Step 1️⃣: Importing Required Libraries
import numpy as np
➡ numpy is used for numerical operations (arrays, math, statistics).
import pandas as pd
➡ pandas is used to load and work with datasets in table format (rows & columns).
import matplotlib.pyplot as plt
➡ matplotlib helps in creating visual graphs and plots.
import seaborn as sns
➡ seaborn is used for advanced visualization; it makes graphs prettier and more readable.
Step 2️⃣: Load Dataset
df = pd.read_excel('/content/Fraud_Dataset_with_Issues.xlsx')
➡ Reads the Excel dataset and stores it in a DataFrame named df.
Step 3️⃣: Exploring the Dataset
df.head()
➡ Shows the first 5 rows of the dataset.
df.head(15)
➡ Shows the first 15 rows for more preview.
df.tail()
➡ Shows last 5 rows of the dataset.

▶ MATERIAL PROVIDED

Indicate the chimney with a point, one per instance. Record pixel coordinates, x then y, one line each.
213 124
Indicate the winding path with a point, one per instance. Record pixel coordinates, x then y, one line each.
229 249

▶ STATED GOAL A
Answer these questions from the fraud dataset walkthrough, one answer per line, marked like the questions:
(i) Which library does it use to load datasets and work with them in table format?
(ii) What is the name of the DataFrame that holds the Excel dataset?
(iii) How many rows does df.tail() show?
▶ STATED GOAL B
Using the reason the fraud dataset walkthrough gives, explain in one to three sentences why it imports seaborn alongside matplotlib.
▶ STATED GOAL C
Write the next part of the fraud dataset walkthrough, continuing after its last line.

▶ EXERCISE ANSWER A
(i) pandas
(ii) df
(iii) The last 5 rows

▶ EXERCISE ANSWER B
The walkthrough uses matplotlib to create visual graphs and plots. It adds seaborn for advanced visualization because seaborn makes graphs prettier and more readable.

▶ EXERCISE ANSWER C
df.tail(10)
➡ Shows last 10 rows of the dataset.
df.columns
➡ Lists all column names.
df.shape
, ➡ Shows number of rows and columns (format: rows, columns).
df.dtypes
➡ Displays the data types of each column (int, float, object/text).
df['CustomerLocation']
➡ Displays the “CustomerLocation” column values.
df['CustomerLocation'].unique()
➡ Shows unique values present in that column.
df.describe()
➡ Gives basic statistics summary like mean, min, max, std deviation for numeric columns.
Step 4️⃣: Handling Missing Values
df.isnull().sum()
➡ Counts missing (NULL) values in each column.
df = df.dropna()
➡ Removes all rows containing missing data.
df.shape
➡ Check new dataset size after removing missing values.
df.describe()
➡ New statistical summary after cleaning.
Step 5️⃣: Convert Text Labels to Numbers (Encoding)
df['CustomerLocation'] = df['CustomerLocation'].map({'Foreign': 1, 'Local': 0})
➡ Converts text categories to numbers because ML models require numeric input.
df.head()
➡ Check updated dataset.
df['CustomerLocation'].unique()
➡ Confirm conversion worked (should show only 0 and 1).
df['CustomerLocation'].value_counts()